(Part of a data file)
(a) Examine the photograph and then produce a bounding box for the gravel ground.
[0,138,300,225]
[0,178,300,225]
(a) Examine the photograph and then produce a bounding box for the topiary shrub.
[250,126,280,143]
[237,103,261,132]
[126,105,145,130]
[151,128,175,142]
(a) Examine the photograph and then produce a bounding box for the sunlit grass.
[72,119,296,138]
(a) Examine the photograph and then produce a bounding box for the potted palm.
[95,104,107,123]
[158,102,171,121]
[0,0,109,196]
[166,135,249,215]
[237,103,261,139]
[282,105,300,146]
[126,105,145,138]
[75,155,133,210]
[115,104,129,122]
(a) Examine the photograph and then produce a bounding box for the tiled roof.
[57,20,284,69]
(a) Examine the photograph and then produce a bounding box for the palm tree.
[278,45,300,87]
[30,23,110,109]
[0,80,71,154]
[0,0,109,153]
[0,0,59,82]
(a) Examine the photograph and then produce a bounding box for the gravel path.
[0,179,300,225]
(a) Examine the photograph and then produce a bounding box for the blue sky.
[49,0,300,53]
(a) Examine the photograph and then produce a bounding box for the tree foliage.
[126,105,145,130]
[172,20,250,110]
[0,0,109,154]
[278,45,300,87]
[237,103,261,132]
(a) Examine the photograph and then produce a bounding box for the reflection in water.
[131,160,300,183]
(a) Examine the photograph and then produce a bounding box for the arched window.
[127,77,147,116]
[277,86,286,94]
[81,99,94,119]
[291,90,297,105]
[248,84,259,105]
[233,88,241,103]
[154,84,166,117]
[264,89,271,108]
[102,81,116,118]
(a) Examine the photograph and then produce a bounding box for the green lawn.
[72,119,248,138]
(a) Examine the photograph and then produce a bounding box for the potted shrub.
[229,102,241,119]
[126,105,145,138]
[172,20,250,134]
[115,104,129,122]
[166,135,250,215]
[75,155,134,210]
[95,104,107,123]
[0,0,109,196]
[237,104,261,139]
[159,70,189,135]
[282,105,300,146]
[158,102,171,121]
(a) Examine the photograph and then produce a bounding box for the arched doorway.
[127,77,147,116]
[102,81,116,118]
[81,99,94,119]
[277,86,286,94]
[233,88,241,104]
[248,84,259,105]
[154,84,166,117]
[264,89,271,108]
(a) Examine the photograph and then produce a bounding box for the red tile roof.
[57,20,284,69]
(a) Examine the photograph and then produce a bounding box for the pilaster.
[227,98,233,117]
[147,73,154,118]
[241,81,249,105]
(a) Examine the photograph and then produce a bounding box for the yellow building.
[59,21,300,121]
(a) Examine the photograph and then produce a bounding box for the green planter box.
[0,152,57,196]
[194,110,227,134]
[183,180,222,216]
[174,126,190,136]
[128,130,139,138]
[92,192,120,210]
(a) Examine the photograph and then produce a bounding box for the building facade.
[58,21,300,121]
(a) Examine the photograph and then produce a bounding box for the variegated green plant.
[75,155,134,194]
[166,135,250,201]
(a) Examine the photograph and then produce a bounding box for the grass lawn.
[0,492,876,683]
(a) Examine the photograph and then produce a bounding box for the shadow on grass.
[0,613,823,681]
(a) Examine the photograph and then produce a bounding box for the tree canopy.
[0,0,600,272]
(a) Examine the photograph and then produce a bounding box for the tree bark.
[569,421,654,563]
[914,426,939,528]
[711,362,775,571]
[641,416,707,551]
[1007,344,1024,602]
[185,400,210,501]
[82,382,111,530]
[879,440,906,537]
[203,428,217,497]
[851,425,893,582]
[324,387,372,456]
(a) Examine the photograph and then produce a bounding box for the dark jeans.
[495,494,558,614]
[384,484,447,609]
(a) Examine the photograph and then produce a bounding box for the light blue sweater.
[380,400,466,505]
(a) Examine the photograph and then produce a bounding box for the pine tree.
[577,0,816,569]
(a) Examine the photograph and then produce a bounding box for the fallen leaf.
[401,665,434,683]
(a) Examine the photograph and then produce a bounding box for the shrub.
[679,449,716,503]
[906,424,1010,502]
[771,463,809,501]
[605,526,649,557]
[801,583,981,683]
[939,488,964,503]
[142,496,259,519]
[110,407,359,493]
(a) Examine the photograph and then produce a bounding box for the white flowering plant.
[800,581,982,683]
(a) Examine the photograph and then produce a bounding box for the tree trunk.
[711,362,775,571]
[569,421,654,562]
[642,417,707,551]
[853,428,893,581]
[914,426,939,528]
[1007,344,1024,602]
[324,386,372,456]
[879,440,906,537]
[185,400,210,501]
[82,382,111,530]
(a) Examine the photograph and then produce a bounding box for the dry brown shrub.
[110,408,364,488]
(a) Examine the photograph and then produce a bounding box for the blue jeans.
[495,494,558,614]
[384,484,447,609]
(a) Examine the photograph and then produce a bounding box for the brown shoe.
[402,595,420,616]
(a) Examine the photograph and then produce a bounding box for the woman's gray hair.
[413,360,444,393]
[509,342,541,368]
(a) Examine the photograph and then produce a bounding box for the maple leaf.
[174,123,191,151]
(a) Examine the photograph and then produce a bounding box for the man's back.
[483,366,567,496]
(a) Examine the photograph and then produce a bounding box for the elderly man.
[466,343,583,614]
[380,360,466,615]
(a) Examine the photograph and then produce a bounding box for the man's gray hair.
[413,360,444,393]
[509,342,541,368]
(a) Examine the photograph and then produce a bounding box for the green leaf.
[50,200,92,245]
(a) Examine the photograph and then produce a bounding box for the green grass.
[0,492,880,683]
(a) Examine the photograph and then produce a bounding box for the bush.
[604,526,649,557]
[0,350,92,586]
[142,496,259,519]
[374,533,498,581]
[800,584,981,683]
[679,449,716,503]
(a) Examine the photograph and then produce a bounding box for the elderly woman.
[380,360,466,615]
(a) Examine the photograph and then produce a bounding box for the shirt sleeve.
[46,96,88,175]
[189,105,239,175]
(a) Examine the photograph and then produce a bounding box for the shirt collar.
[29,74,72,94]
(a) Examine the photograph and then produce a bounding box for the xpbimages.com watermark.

> DIRECTIONS
Find every line in the data above that contains the word "jeans" and copy each of those lines. Matching is case-sensitive.

> WRITTEN ANSWER
(a) Examine the photograph and then produce a bounding box for the dark jeans.
(a) Examine the photograph and then produce a bounding box for the blue jeans.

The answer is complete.